## TEXT PASSAGE
That appeal is eerily relevant today, as dinner conversations can turn into ugly exchanges, family breakups, and worse. Polarization and extremism are increasingly corrupting both major political parties. Ideological labels, often laced with expletives and fueled by a fact-challenged information ecosystem, sow discord and drain our national character. Growing self-doubt about what America truly means and what it stands for undermines the survival of this unique experiment in republican self-government — especially when we have so much to be thankful for!
I recall my family’s first Thanksgiving in America six decades ago. Our little band had arrived from Communist Romania with little more than our clothes, none of us except my multilingual father speaking English. We were stunned by the abundance around us, especially in the supermarkets. The wonderful movie Moscow on the Hudson captures that culture shock perfectly. The notion that we were free to speak our minds, to take any job, attend any school, seemed unbelievable. It had taken my parents seventeen years to be allowed to leave the Workers’ Paradise. At last, here, we became instant patriots.
A holiday like Thanksgiving is inconceivable in a communist country. Since religion is forbidden, forget thanking God for anything — unless you do it in secret, as did my parents, celebrating the Passover seder without telling us what it was. The proletariat, which is supposed to be the ruling “class” (remember, there are no more classes), cannot logically thank itself. (Besides, since the Party members had special stores, special hospitals, and lived in confiscated mansions, it would be not a little ludicrous.) As for the “rights” to speech, the press, and assembly, the Soviet Constitution of 1936 provided the infamous caveat: rights existed only insofar as they were “in conformity with the interests of the working people, and in order to strengthen the socialist system…” Read: forget about it.

Natural language region descriptions:

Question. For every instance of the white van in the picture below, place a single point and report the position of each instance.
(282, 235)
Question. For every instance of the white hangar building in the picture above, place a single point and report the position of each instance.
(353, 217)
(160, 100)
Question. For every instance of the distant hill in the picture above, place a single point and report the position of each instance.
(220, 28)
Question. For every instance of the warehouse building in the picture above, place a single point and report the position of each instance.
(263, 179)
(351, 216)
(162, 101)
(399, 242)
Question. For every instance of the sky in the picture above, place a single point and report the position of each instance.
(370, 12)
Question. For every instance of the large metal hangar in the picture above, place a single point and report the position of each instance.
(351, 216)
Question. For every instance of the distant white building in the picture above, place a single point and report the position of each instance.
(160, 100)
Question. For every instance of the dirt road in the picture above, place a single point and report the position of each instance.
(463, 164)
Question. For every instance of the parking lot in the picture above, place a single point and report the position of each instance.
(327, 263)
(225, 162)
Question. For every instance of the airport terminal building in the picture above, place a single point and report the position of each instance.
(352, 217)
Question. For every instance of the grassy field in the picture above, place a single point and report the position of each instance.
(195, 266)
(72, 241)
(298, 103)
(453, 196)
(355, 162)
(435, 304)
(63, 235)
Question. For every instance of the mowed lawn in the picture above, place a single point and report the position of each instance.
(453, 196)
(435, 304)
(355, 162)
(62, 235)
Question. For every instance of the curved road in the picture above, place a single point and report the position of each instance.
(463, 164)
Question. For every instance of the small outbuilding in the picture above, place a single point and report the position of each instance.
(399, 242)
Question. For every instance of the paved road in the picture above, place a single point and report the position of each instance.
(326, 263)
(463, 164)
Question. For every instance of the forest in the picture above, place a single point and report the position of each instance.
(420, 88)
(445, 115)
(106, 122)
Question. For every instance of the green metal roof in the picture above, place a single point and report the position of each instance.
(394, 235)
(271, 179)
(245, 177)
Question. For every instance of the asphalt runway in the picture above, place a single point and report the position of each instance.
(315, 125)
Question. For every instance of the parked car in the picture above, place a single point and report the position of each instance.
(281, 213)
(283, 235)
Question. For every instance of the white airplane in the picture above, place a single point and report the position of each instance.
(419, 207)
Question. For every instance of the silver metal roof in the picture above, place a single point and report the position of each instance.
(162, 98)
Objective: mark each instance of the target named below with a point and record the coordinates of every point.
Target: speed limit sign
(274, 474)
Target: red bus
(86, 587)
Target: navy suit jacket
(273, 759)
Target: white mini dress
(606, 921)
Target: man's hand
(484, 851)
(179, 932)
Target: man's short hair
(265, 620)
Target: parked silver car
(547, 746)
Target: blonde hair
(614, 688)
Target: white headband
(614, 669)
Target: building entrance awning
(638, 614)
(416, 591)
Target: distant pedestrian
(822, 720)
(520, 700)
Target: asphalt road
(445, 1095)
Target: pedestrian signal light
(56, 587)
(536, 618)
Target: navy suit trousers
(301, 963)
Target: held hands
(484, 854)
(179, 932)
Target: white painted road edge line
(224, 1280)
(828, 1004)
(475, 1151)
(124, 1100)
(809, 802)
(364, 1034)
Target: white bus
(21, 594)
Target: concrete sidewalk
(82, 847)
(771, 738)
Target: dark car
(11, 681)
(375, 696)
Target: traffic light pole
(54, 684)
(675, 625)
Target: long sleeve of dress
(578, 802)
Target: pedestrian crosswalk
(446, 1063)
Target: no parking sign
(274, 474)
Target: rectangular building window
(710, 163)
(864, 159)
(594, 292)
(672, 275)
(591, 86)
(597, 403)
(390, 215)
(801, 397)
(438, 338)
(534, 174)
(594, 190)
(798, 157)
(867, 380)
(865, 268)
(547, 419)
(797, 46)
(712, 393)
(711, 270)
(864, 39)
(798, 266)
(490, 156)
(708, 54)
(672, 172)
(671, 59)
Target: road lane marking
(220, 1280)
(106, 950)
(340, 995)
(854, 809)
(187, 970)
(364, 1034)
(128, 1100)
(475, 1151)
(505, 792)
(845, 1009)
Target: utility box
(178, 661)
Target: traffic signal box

## WHAT YOU NEED TO DO
1. Rewrite the Thanksgiving passage from "I recall my" to "became instant patriots.", replacing "supermarkets" with "grocery stores".
2. Summarize the Thanksgiving passage in two sentences.
3. Continue the Thanksgiving passage from where it stops.

## RESULTS BY TASK
1.
I recall my family’s first Thanksgiving in America six decades ago. Our little band had arrived from Communist Romania with little more than our clothes, none of us except my multilingual father speaking English. We were stunned by the abundance around us, especially in the grocery stores. The wonderful movie Moscow on the Hudson captures that culture shock perfectly. The notion that we were free to speak our minds, to take any job, attend any school, seemed unbelievable. It had taken my parents seventeen years to be allowed to leave the Workers’ Paradise. At last, here, we became instant patriots.

2. Polarization, extremism, and growing self-doubt about what America stands for are dividing the country, even though Americans have much to be thankful for. The writer recalls a family arrival from Communist Romania six decades ago that brought astonishment at American abundance and freedom, and explains that a holiday like Thanksgiving is inconceivable in a communist country, where religion is forbidden and rights existed only when they conformed to the socialist system.

3.
Forget about any trimmings. Also, the turkey. Etc., etc. You know the saying: if communism were established in the Sahara, it would run out of sand.
If only it were possible to revive the eighteenth-century tradition of reading Thanksgiving Proclamations aloud, just as many families still read the Declaration of Independence to this day. This passage from Washington’s 1789 Proclamation is worth remembering at a time of unprecedented geopolitical instability: the nation is entreated to pray to “the beneficent Author of all the good that was, that is, or that will be…
to enable us all, whether in public or private stations, to perform our several and relative duties properly and punctually—to render our national government a blessing to all the people, by constantly being a Government of wise, just, and constitutional laws, discreetly and faithfully executed and obeyed—to protect and guide all Sovereigns and Nations (especially such as have shewn kindness unto us) and to bless them with good government, peace, and concord…
But just in case any do not “shew kindness unto us,” we need to be prepared. Happy Thanksgiving, everybody. L’Chaim!
Juliana Geran Pilon is Senior Fellow at the Alexander Hamilton Institute for the Study of Western Civilization. Her latest book is An Idea Betrayed: Jews, Liberalism, and the American Left.